::: INPUT RECORDS

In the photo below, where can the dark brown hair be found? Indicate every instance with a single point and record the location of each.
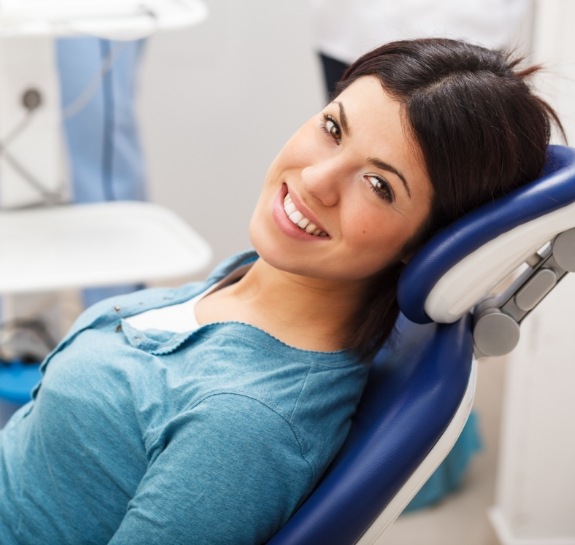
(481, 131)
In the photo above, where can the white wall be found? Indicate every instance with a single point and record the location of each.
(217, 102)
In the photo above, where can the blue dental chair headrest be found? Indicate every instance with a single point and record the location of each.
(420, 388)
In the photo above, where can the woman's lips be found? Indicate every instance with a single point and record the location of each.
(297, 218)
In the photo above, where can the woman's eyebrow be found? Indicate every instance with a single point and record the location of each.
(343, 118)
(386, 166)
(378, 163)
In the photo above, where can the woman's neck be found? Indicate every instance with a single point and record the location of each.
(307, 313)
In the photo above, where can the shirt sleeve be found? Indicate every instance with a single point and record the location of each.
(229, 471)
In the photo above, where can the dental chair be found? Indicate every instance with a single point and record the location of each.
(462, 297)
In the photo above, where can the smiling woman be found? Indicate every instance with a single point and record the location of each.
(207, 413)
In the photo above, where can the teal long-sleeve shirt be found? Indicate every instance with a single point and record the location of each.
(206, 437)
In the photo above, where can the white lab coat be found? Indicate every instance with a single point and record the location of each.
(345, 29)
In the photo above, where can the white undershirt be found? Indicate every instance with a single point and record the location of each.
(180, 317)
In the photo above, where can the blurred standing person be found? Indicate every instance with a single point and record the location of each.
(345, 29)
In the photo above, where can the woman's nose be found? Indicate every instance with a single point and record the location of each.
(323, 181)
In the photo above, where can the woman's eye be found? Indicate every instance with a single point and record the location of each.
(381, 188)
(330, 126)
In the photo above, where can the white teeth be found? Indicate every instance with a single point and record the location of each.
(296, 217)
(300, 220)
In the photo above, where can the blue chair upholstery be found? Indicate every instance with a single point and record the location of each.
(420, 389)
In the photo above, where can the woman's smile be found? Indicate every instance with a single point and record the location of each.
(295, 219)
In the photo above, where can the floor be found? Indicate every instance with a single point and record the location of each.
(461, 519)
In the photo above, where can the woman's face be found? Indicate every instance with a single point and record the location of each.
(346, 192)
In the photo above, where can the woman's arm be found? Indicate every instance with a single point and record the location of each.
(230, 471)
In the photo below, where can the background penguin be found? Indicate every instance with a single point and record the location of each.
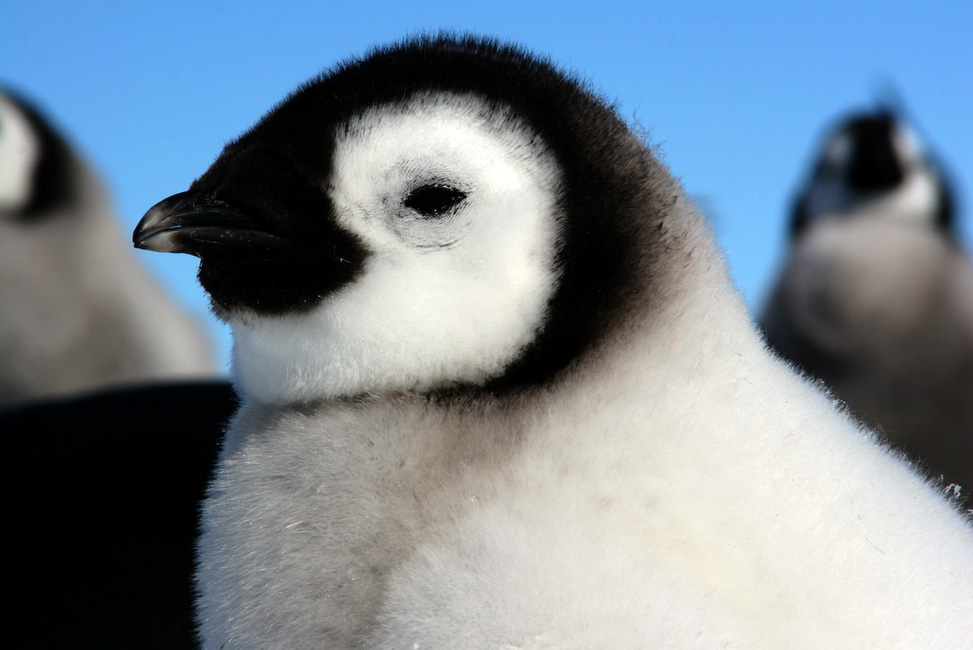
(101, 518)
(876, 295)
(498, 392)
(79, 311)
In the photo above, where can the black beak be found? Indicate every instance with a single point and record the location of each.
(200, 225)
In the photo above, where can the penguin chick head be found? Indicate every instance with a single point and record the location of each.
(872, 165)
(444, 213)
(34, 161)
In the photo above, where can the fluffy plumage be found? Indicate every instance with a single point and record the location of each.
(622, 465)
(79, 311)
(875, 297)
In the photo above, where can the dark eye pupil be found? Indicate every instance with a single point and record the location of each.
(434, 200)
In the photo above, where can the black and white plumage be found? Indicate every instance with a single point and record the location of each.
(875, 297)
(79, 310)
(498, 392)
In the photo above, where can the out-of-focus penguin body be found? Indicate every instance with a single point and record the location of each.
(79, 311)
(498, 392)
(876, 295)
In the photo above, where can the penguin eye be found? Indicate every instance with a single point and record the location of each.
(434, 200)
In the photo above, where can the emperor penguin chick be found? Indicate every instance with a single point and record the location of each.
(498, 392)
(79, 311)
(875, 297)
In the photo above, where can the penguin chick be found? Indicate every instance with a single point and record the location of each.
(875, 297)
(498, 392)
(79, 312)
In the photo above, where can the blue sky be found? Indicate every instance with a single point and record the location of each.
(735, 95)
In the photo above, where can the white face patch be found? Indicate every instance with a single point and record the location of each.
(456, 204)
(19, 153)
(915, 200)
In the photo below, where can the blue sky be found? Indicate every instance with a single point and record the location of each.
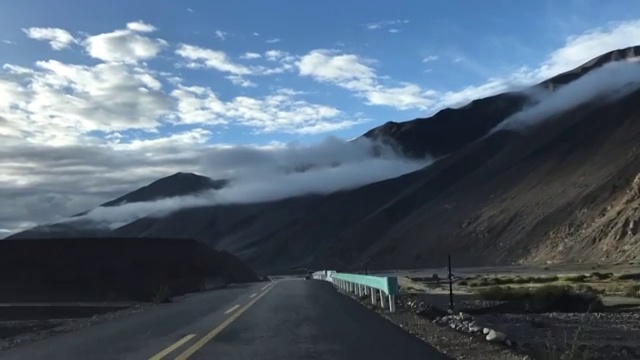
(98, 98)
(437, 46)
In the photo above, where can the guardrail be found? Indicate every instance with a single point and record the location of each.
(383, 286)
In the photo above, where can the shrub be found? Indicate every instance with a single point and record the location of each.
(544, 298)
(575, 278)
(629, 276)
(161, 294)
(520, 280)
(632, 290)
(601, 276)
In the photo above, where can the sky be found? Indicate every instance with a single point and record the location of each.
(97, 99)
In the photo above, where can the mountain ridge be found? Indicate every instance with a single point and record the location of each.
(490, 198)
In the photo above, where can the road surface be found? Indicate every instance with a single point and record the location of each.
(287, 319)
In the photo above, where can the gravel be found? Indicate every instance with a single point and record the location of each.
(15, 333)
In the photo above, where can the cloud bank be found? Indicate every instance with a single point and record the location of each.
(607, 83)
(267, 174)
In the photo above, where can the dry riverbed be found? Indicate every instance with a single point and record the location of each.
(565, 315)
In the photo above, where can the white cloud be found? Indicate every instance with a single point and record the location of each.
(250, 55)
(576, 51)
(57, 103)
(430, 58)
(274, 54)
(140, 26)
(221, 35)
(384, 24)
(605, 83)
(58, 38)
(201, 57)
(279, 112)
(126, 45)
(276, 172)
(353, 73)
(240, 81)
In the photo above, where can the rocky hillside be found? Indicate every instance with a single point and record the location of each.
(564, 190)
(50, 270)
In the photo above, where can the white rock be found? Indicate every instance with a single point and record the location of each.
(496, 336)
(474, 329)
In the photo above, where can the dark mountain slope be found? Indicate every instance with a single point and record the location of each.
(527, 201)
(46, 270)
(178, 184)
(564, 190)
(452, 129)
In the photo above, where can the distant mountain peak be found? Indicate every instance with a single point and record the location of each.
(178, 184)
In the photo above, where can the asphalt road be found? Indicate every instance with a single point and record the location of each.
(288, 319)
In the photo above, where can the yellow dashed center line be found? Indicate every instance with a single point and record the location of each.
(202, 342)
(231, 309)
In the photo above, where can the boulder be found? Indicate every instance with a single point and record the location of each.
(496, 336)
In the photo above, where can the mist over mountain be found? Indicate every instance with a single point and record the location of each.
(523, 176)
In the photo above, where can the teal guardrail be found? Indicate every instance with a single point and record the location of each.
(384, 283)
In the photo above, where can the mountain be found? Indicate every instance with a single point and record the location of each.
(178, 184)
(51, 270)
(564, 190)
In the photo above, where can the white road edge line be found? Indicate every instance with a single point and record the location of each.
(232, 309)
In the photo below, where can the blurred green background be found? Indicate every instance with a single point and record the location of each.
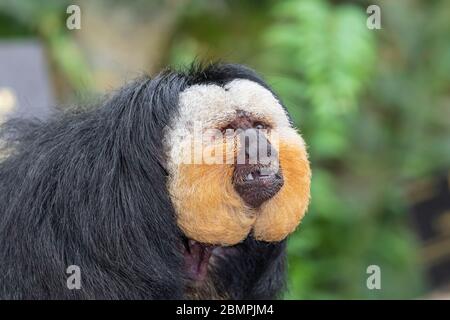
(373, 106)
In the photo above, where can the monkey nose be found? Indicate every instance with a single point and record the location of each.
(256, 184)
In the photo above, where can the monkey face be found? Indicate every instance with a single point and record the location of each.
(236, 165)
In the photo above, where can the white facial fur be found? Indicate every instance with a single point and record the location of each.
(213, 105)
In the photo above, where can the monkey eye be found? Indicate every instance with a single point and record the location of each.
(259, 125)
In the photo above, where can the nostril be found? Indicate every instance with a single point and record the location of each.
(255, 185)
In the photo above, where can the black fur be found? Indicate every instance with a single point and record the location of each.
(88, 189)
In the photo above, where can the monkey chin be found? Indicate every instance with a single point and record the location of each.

::::::

**SET EXERCISE:**
Starting at the line containing "In the photo above, where can the white road" and ending with the last of the items, change every "monkey" to "primate" and write those lines out again with nothing else altered. Leave the pictures out.

**RESPONSE TO THE EXERCISE:**
In the photo above, where can the white road edge line be found? Indicate every instance with a single point and record the location of each.
(232, 309)
In the photo below, where can the blurred green background be found? Indicate every instance with a single point and record the location of each.
(373, 106)
In the photo above, where can the primate nose be found? Indicate every instance with a single point and record the location of each.
(256, 184)
In the photo above, where can the primate face be found? Indicate every instance with a single point and record the location of each.
(236, 165)
In the photo above, where can the white facial fur be found? Indicate every instance with a single point and record the location of each.
(213, 105)
In the photo above, where can the primate eye be found? Indicate every instance with a single point and record the location of each.
(259, 125)
In the photo above, where can the nostril be found? Indicate every instance with a single point and record the location of each.
(255, 185)
In the photo above, where can the black fur be found? Indicate every instance with a single point and record the location of each.
(88, 189)
In the photo above, where can the primate chin be found? Indicate every instance with a single point and record the location of each.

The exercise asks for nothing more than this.